What needs to be done:
Render the data lines as a numbered list with blank lines omitted, starting at the line containing "like x=288, y=422." and ending at the line containing "x=251, y=355". Include only these lines.

Recorded data:
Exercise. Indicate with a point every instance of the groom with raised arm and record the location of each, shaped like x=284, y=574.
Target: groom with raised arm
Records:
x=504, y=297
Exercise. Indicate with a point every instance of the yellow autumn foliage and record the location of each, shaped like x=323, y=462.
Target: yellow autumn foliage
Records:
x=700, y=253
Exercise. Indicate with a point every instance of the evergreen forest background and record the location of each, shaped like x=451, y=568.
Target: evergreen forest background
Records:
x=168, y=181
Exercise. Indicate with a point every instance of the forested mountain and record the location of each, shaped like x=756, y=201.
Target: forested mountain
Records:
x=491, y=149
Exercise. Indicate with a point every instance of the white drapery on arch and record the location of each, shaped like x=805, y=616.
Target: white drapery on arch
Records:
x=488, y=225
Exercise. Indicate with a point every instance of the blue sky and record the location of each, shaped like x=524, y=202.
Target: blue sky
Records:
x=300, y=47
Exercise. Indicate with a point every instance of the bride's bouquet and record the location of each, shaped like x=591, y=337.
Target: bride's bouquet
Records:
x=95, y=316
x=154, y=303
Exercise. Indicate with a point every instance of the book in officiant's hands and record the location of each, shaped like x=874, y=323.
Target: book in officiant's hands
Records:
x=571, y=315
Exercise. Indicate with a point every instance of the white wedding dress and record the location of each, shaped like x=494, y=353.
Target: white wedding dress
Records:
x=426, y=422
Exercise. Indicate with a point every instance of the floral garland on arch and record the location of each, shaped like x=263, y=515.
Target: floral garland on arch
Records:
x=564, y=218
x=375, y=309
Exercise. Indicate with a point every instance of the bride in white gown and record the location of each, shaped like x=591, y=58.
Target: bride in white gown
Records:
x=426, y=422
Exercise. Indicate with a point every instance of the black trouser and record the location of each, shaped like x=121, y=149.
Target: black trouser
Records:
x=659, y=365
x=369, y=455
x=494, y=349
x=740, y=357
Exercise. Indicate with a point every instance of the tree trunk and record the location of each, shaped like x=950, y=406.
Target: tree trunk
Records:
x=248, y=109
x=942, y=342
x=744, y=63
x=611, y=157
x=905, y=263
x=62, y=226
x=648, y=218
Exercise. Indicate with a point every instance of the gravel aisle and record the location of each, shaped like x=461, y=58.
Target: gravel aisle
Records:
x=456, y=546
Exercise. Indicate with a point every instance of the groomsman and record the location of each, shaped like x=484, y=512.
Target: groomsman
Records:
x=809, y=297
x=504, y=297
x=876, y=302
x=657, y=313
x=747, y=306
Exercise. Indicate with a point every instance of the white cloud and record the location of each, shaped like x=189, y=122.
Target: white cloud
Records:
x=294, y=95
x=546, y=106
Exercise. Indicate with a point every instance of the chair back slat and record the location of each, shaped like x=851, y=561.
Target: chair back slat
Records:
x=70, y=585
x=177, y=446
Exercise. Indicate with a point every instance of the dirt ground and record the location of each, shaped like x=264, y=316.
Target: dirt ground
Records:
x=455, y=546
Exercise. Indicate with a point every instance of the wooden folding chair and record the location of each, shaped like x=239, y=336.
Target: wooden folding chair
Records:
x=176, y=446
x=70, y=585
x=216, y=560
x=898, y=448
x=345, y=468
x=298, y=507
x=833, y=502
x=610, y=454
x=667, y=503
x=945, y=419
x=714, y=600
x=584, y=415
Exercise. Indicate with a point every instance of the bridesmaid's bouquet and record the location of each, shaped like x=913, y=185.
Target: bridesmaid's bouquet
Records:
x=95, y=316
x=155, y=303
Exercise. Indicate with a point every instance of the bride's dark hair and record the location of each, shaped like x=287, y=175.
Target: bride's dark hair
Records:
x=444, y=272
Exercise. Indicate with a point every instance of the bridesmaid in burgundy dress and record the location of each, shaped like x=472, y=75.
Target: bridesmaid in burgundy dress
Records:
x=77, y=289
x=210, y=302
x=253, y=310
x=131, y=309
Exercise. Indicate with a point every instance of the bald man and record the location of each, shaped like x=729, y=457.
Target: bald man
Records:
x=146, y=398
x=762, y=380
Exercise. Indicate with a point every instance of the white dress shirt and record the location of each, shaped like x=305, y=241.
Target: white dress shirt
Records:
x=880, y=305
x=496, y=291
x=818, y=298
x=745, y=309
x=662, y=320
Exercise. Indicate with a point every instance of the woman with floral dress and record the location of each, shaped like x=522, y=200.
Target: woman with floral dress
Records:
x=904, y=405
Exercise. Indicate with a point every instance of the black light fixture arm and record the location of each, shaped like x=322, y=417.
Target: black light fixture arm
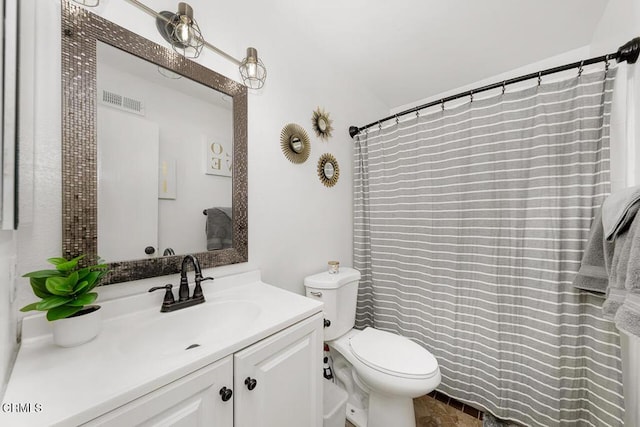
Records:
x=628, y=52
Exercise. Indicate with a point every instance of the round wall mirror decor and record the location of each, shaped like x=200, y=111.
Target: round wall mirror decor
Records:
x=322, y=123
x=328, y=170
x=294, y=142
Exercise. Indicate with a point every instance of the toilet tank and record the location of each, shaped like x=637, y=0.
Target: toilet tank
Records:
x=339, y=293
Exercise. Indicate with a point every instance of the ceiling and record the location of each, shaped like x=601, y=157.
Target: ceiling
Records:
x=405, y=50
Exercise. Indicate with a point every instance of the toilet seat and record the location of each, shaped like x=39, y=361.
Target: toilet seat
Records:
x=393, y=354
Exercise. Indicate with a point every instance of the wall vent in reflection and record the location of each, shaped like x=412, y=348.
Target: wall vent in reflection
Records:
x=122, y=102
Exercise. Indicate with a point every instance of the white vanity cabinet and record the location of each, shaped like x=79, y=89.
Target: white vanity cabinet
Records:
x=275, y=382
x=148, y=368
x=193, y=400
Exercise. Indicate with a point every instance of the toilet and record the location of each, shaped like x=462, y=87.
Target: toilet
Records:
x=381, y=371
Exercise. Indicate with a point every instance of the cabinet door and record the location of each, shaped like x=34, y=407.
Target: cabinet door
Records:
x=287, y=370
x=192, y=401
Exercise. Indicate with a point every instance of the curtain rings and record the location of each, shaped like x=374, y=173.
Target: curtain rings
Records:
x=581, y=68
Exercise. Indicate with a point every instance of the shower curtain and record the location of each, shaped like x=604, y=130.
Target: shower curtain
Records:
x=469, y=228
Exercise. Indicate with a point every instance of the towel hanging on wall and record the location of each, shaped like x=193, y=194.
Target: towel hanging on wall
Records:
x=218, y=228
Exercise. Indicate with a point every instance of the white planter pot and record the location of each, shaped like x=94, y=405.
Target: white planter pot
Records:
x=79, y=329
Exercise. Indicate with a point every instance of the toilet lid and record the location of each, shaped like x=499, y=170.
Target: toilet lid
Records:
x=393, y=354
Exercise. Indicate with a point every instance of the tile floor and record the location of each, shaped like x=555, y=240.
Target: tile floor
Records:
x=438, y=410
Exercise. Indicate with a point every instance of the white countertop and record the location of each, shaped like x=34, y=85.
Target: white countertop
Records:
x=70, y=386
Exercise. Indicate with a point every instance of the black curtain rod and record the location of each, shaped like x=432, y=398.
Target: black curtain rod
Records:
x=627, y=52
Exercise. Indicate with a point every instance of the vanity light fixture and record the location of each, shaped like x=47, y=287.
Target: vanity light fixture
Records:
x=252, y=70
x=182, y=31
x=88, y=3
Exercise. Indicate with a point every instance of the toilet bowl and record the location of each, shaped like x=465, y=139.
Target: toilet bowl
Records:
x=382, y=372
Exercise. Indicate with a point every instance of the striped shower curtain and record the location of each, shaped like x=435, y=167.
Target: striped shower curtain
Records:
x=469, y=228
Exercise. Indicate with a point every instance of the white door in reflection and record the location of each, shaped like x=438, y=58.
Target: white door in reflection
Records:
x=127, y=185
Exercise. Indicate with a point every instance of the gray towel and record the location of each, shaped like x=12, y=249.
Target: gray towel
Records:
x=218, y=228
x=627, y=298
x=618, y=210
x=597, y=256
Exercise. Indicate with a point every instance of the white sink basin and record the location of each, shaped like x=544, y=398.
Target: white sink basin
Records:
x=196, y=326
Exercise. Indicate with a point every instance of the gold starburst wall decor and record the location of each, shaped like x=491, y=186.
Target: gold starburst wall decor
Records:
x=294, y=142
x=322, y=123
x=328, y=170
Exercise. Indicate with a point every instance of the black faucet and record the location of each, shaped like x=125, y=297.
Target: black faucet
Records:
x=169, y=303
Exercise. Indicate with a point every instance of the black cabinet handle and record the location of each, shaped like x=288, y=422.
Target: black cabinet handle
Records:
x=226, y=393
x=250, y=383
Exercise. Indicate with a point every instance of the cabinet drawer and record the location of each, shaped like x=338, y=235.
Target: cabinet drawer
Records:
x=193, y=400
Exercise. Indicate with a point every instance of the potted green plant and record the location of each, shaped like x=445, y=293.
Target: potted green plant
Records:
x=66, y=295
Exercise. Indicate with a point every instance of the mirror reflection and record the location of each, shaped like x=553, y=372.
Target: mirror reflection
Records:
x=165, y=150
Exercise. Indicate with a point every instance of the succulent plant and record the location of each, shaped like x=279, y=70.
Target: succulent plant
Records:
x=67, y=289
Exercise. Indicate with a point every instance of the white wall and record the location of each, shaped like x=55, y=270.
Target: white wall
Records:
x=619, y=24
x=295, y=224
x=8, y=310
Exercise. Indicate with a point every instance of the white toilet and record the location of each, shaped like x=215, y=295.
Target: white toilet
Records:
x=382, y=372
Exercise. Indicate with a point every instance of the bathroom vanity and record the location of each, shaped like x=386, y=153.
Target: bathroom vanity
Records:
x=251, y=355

--

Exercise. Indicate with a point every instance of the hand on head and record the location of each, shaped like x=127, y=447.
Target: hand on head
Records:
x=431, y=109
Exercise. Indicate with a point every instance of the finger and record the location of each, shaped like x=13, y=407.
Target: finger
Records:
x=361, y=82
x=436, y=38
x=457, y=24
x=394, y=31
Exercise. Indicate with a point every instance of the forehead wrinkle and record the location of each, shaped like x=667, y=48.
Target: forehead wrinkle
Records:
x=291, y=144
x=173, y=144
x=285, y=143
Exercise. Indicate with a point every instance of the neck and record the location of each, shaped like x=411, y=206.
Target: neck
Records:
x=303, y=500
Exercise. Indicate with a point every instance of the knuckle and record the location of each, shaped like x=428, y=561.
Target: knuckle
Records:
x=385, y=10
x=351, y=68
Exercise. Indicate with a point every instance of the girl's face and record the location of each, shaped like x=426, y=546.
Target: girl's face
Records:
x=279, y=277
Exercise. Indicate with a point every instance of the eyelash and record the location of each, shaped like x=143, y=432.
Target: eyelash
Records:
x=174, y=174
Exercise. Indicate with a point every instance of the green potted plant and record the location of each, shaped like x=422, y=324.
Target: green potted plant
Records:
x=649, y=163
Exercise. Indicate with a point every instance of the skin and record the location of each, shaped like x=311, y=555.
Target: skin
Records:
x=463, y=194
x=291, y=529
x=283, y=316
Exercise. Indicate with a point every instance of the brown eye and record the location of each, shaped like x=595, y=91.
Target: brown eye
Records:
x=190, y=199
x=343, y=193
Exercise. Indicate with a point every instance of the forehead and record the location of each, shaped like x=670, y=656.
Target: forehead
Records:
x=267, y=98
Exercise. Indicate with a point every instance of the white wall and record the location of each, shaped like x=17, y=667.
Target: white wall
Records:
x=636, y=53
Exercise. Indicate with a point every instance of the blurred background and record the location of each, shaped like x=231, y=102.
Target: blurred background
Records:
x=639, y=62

...

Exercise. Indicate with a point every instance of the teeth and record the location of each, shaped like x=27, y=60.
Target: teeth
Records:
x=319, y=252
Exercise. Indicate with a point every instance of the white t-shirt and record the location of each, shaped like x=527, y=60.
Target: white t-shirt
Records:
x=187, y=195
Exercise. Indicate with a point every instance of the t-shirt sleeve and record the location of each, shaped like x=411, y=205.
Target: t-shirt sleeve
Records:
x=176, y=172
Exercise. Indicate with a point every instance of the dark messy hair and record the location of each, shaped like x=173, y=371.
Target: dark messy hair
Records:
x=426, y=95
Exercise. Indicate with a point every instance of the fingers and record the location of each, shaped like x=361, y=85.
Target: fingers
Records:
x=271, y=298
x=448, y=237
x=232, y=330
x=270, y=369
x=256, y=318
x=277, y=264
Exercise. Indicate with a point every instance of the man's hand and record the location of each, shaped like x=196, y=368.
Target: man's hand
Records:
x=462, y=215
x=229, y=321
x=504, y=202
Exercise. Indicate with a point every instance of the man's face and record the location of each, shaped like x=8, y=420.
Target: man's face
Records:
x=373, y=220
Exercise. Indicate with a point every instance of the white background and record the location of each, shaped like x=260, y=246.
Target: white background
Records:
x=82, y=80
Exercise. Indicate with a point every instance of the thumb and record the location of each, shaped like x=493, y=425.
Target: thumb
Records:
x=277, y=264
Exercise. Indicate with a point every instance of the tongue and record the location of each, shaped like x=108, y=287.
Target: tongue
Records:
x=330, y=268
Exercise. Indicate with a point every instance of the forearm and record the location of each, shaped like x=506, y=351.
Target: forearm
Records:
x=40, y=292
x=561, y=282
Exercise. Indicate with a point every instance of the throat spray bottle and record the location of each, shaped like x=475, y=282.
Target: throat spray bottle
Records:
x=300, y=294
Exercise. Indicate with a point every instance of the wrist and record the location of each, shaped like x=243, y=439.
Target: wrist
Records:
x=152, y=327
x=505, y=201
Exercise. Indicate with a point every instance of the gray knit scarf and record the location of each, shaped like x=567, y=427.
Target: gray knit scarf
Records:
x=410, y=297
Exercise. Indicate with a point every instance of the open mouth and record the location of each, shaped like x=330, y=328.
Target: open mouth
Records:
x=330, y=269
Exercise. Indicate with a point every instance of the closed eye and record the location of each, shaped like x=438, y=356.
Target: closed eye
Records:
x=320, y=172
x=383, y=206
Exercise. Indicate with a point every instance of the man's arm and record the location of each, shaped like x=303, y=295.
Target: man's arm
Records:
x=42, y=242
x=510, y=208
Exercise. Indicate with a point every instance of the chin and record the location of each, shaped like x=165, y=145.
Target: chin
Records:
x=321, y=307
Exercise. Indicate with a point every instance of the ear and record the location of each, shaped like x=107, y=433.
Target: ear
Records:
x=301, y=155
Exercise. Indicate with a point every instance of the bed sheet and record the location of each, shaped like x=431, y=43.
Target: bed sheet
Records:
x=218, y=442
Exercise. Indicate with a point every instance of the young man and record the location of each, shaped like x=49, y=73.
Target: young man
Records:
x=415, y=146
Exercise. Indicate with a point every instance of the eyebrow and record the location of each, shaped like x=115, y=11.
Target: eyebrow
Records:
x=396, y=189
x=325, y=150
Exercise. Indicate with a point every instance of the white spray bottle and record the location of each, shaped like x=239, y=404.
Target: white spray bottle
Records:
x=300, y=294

Expected answer:
1. Exercise. Indicate with a point every instance of the black cabinet handle and record the location of each, shaped like x=288, y=422.
2. Target: black cabinet handle
3. Records:
4. x=226, y=393
5. x=250, y=383
6. Exercise. Indicate with a point every instance of the cabinet drawer and record the location of each, shaped like x=338, y=235.
7. Target: cabinet drawer
8. Records:
9. x=193, y=400
10. Exercise. Indicate with a point every instance of the potted green plant and record the location of each, shaped like x=445, y=293.
11. Target: potted green plant
12. Records:
13. x=66, y=295
14. Exercise. Indicate with a point every instance of the mirror reflection and record the location of each, shaped like x=553, y=372.
15. Target: mirror reflection
16. Records:
17. x=165, y=150
18. Exercise. Indicate with a point every instance of the succulent plant and record the location of each, shaped like x=279, y=70.
19. Target: succulent plant
20. Records:
21. x=67, y=289
22. Exercise. Indicate with a point every instance of the white wall and record the location of each, shaped like x=55, y=270.
23. Target: white wall
24. Records:
25. x=619, y=24
26. x=295, y=224
27. x=8, y=310
28. Exercise. Indicate with a point every instance of the white toilet and record the location of each, shaped like x=215, y=295.
29. Target: white toilet
30. Records:
31. x=382, y=372
32. Exercise. Indicate with a point every instance of the bathroom vanity and record the location of each, shaped like x=386, y=153.
33. Target: bathroom vanity
34. Records:
35. x=251, y=355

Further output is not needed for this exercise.